§ **DATA FOR THIS TASK**

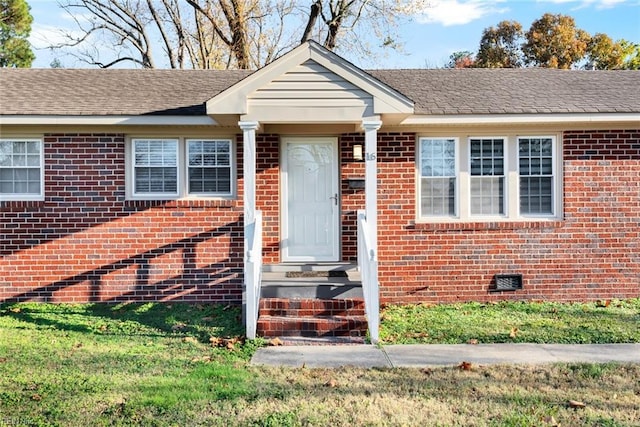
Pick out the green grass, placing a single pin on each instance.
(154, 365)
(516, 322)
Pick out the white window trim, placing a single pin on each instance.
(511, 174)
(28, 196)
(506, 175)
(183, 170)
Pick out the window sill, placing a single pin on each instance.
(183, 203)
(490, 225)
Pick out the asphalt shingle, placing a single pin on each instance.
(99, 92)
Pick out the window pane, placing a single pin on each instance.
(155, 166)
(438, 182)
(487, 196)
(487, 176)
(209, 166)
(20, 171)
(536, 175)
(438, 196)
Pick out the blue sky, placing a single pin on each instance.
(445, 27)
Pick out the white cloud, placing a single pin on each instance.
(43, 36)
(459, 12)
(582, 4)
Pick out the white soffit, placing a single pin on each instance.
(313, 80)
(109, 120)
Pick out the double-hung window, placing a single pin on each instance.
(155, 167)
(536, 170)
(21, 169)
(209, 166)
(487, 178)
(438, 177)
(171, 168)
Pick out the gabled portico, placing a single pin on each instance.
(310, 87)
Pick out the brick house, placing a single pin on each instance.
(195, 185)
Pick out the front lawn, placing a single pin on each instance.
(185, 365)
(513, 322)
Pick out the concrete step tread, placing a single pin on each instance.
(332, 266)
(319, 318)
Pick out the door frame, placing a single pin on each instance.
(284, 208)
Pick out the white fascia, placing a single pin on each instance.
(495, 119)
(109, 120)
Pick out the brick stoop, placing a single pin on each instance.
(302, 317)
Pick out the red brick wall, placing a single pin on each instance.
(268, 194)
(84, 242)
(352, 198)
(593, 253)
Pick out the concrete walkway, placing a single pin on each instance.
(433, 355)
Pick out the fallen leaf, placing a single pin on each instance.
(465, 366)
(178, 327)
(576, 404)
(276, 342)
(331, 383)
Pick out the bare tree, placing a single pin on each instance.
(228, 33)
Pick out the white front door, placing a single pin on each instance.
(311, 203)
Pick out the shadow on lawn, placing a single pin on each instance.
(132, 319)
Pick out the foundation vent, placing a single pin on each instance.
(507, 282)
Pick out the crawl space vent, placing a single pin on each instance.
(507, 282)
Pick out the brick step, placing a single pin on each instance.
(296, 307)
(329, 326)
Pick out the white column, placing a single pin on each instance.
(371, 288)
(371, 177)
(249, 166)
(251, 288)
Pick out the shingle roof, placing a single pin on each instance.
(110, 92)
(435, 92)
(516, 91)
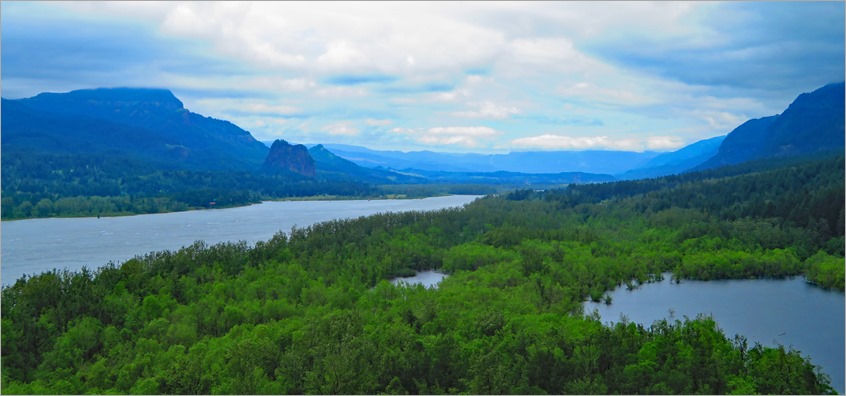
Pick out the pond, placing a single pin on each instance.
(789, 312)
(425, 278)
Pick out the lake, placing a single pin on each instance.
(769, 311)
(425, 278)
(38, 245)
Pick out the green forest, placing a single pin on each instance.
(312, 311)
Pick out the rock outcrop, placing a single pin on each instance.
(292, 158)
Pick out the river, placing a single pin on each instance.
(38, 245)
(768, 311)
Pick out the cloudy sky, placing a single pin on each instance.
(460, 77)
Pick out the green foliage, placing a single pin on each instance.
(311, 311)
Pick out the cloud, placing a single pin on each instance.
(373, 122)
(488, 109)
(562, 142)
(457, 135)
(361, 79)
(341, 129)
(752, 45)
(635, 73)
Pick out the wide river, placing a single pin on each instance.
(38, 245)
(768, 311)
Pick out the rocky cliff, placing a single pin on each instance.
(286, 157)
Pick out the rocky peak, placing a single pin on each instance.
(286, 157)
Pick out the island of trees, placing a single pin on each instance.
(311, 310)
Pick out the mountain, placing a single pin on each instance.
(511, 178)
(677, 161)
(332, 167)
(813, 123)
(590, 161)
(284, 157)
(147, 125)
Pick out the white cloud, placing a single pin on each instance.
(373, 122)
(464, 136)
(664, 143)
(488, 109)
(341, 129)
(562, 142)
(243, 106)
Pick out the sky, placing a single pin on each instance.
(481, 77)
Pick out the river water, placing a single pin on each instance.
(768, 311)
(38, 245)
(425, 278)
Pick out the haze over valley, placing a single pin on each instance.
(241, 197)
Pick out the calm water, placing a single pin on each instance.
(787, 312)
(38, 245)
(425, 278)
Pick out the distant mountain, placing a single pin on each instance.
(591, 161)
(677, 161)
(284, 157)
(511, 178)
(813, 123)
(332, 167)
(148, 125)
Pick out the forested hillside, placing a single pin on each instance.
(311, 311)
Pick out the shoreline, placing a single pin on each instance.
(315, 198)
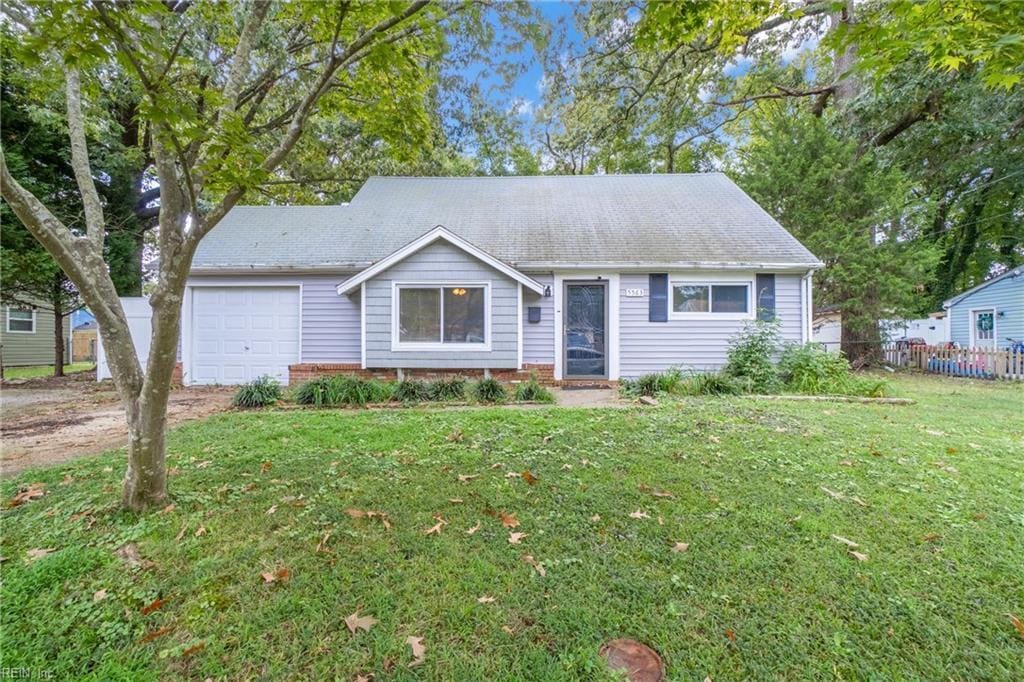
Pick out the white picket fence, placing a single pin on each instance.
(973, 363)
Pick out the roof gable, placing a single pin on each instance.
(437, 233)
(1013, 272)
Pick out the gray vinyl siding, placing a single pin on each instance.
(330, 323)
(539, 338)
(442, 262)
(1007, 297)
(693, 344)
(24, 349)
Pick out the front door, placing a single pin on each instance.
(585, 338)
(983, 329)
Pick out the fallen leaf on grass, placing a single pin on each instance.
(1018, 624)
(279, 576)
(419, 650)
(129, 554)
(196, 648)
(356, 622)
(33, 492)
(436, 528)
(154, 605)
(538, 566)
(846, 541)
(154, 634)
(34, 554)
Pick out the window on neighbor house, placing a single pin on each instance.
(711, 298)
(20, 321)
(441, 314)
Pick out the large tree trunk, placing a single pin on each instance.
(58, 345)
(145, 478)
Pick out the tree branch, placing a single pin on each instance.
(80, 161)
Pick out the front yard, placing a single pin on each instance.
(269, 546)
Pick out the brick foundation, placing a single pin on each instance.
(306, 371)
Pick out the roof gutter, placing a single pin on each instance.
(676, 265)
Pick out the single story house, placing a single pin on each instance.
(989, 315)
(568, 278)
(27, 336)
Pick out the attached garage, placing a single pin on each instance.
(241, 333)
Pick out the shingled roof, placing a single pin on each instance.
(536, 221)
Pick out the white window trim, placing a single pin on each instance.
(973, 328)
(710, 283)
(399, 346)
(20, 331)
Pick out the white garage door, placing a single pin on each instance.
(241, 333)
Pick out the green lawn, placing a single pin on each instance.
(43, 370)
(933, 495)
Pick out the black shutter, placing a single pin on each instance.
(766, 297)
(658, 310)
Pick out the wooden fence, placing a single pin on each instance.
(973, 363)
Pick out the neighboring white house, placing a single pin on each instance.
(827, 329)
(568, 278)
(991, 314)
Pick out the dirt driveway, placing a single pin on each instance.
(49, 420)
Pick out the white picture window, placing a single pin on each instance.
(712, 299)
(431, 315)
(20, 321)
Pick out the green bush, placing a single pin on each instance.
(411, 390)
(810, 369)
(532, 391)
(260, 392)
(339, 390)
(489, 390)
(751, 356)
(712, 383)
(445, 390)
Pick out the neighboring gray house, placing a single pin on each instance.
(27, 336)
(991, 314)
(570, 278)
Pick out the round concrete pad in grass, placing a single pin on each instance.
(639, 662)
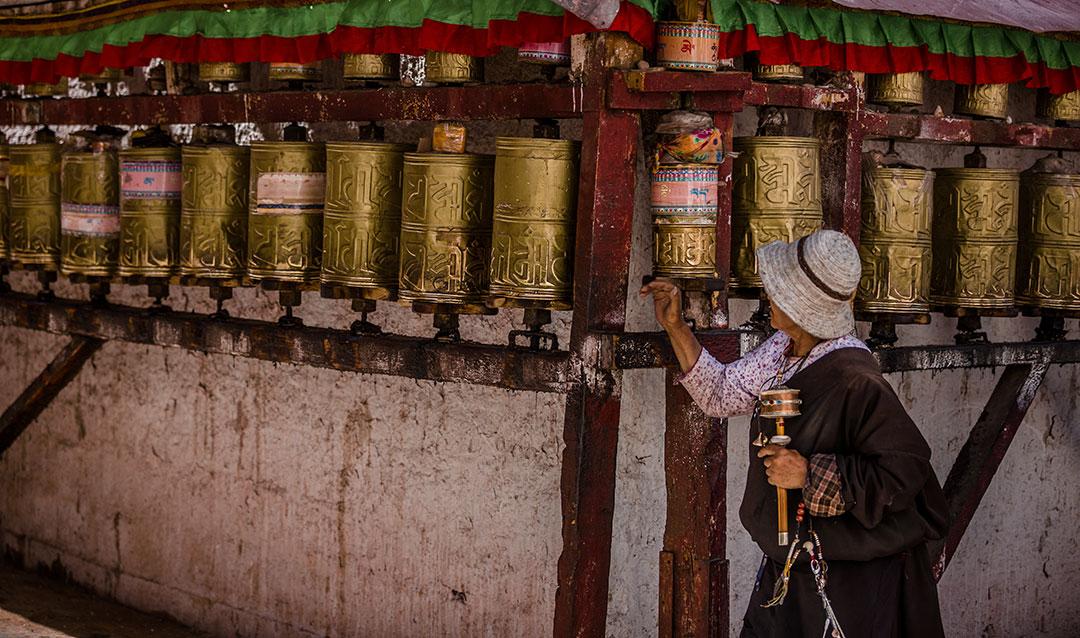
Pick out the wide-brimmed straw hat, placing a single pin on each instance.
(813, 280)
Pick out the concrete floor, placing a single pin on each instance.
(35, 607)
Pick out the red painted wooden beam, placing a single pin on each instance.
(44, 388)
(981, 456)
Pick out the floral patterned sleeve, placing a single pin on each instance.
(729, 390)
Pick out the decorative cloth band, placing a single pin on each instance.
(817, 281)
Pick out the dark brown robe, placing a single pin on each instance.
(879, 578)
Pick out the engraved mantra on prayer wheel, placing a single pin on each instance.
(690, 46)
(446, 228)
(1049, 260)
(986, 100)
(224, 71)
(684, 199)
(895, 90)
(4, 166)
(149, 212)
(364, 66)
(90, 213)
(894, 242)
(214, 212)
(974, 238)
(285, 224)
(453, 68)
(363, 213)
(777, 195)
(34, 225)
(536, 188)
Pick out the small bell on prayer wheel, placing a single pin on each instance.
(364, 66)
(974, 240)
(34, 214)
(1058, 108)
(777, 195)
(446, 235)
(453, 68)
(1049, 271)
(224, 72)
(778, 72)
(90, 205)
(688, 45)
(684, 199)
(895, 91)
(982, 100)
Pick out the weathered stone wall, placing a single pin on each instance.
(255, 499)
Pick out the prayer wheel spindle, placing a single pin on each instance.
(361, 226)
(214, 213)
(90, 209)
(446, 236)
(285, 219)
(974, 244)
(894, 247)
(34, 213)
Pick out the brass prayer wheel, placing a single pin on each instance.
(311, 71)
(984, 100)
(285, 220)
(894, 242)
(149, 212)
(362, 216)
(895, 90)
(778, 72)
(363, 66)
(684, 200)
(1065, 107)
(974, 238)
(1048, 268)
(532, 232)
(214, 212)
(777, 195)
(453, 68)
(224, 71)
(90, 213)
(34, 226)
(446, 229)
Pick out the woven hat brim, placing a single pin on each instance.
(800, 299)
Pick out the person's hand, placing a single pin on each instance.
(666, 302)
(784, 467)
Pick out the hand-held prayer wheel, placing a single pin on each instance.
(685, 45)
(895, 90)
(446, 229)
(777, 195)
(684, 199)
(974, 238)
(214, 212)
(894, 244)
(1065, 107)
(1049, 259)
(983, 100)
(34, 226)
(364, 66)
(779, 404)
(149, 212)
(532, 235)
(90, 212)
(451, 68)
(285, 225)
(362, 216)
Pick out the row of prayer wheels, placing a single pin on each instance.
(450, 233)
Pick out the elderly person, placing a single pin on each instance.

§ **TASK BRIEF**
Everything from the line containing "Pick out the engraved" to the end of the data above should be quoted exactly, please, both ends included, and nothing outside that span.

§ **ANSWER FOR THIS EXERCISE**
Pick out the engraved mantra on prayer wheel, placing a single pin on each instance.
(690, 46)
(446, 228)
(1049, 260)
(986, 100)
(224, 71)
(684, 199)
(895, 90)
(4, 166)
(149, 212)
(364, 66)
(90, 213)
(894, 242)
(214, 212)
(974, 238)
(285, 224)
(453, 68)
(363, 213)
(777, 195)
(34, 225)
(536, 188)
Pick out the small bell on prayer wheel, placing a single pin on each instance.
(364, 66)
(974, 240)
(34, 214)
(1058, 108)
(777, 195)
(446, 235)
(453, 68)
(1049, 271)
(224, 72)
(778, 72)
(90, 205)
(688, 45)
(684, 199)
(895, 91)
(982, 100)
Pick out the weathered stone wall, placing a single pin on each instance.
(255, 499)
Pick out the prayer wheel spindle, placing a single pin on each instance.
(361, 226)
(214, 213)
(90, 209)
(446, 236)
(285, 219)
(974, 244)
(894, 247)
(34, 213)
Pick out the brass prayer wheel, placing a single pin on each instance.
(311, 71)
(984, 100)
(285, 220)
(894, 242)
(149, 212)
(362, 216)
(895, 90)
(778, 72)
(363, 66)
(684, 200)
(1065, 107)
(974, 238)
(1048, 268)
(532, 232)
(214, 212)
(777, 195)
(453, 68)
(224, 71)
(90, 213)
(34, 226)
(446, 229)
Pick out the woven hat brim, placing a single pin on each instance.
(800, 299)
Pick out the person's hand, placing a single pin on each instance.
(666, 302)
(784, 467)
Pick out the hand-held prayer wheel, placing a single pin on each instance.
(685, 45)
(895, 90)
(446, 229)
(777, 195)
(684, 199)
(974, 238)
(214, 212)
(894, 244)
(1065, 107)
(1049, 259)
(983, 100)
(34, 226)
(364, 66)
(779, 404)
(149, 212)
(532, 235)
(90, 212)
(451, 68)
(285, 225)
(362, 216)
Pick out the row of prayer wheels, placing a single pin on each instance.
(450, 233)
Pick out the elderly person, placing a single pin on each instance.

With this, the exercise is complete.